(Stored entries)
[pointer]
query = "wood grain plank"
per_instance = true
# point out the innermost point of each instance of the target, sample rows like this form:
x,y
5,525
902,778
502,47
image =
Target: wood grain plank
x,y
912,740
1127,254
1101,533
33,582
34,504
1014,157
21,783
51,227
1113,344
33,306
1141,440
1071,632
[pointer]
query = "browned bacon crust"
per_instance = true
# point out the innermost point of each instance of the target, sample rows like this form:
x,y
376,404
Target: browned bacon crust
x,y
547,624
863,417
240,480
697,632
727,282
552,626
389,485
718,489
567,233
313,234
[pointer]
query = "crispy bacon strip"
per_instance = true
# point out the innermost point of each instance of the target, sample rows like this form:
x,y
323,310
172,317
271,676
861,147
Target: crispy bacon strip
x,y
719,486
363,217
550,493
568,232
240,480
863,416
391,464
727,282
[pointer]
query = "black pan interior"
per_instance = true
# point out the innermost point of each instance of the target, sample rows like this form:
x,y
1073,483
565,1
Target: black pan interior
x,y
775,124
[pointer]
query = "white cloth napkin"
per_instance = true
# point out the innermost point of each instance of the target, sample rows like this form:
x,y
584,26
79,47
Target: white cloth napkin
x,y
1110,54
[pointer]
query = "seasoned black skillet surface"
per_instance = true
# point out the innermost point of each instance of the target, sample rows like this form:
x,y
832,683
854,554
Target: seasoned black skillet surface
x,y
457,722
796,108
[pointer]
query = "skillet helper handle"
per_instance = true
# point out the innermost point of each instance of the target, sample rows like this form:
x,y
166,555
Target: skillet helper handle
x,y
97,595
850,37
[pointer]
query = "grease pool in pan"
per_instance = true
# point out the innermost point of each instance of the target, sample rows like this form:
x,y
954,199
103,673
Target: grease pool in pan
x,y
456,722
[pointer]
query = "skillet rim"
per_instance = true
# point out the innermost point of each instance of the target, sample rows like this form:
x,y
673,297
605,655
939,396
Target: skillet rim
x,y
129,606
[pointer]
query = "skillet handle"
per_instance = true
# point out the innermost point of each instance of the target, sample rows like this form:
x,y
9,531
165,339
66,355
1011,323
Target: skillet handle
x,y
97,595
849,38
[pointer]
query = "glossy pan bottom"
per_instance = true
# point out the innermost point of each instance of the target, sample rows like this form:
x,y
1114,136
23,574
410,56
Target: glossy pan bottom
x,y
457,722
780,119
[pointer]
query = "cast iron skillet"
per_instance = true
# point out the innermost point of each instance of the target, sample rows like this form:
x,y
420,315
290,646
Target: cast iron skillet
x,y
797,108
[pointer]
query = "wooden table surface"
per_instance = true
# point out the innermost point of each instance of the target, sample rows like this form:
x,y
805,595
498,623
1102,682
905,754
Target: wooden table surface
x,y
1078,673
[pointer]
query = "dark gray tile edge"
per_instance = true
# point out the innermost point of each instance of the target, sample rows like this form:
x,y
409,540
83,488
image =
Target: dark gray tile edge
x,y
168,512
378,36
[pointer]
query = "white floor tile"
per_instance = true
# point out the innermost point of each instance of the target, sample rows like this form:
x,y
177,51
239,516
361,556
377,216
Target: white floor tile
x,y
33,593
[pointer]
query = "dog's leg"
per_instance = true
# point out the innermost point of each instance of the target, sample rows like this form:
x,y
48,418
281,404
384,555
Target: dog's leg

Exercise objective: Restate all of the entries above precisely.

Written answer:
[pointer]
query = "wood grain plank"
per_instance = true
# point out the innermost point of each instance of the target, sample rows like this form:
x,y
5,525
902,778
502,47
image =
Target: wood grain plank
x,y
912,740
1127,254
1101,533
33,582
34,504
1014,157
21,783
51,227
1113,344
33,306
1141,440
1071,632
[pointer]
query = "browned bacon crust"
per_instance = true
# point out the innermost point of each instance of the target, sample rows like this form:
x,y
376,404
Target: browned bacon crust
x,y
547,624
863,417
240,480
697,632
727,282
552,626
389,485
718,489
567,233
313,234
[pointer]
query = "crispy bacon strip"
per_instance = true
# point out the innermost point of each instance of the target, sample rows like this form:
x,y
323,310
172,317
271,676
861,147
Target: crispy bacon strip
x,y
719,486
363,217
550,493
568,232
240,480
863,416
391,464
727,282
[pointer]
query = "black pan interior"
per_instance = true
# point out the innermost point of each instance of the target, sample rows like this form:
x,y
1073,483
565,1
Target: black pan interior
x,y
775,124
[pointer]
query = "white cloth napkin"
per_instance = true
# point out the innermost point of each instance of the target, sample rows like this form:
x,y
584,26
79,47
Target: white cloth napkin
x,y
1110,54
[pointer]
query = "seasoned black skillet surface"
per_instance = true
# point out the innermost point of each instance of the target, sample rows like this form:
x,y
832,683
854,554
Target: seasoned black skillet surface
x,y
457,722
796,108
[pointer]
query = "skillet helper handle"
per_instance = true
# point out the innermost point of each instance of the target, sample rows like this form:
x,y
166,555
Target: skillet helper handle
x,y
97,595
850,37
[pointer]
query = "grease pool in pan"
per_instance = true
# point out the innermost point of each instance of the target, sample rows like this form:
x,y
954,199
103,673
Target: grease pool in pan
x,y
456,722
[pointer]
query = "skillet rim"
per_instance = true
# point out the innermost point of each instance of the target, sample rows like this form:
x,y
673,297
605,655
939,396
Target: skillet rim
x,y
129,606
[pointer]
query = "skillet handle"
per_instance = true
# point out the innermost point of each instance of the target, sample rows like this form:
x,y
9,531
165,339
66,355
1011,323
Target: skillet handle
x,y
97,595
849,38
[pointer]
query = "glossy pan bottom"
per_instance = true
# point out the innermost point of each instance of the target, sample rows like this form:
x,y
1114,136
23,574
410,56
Target: glossy pan bottom
x,y
457,722
780,119
[pointer]
query = "cast iron skillet"
per_instance = true
# point out the innermost point of each instance of the target, sample rows like this form:
x,y
420,315
290,646
Target: cast iron skillet
x,y
797,108
[pointer]
query = "wooden table surface"
per_instance = true
# point out the innermost point of each instance of the target, sample rows like this form:
x,y
805,595
498,623
1102,682
905,754
Target: wooden table surface
x,y
1078,673
[pointer]
query = "dark gray tile edge"
per_instance = true
# point out the innermost point of each instance of the target, sample rows like this form:
x,y
409,540
83,488
image =
Target: dark gray tile edge
x,y
168,512
378,36
[pointer]
query = "white floor tile"
per_instance = true
# point out the innermost point of each instance of the target, sample rows like this form:
x,y
177,51
239,516
361,556
377,216
Target: white floor tile
x,y
33,593
[pointer]
query = "dog's leg"
per_instance = true
# point out the innermost point of each instance of the target, sample rows like this form:
x,y
48,418
281,404
384,555
Target: dog's leg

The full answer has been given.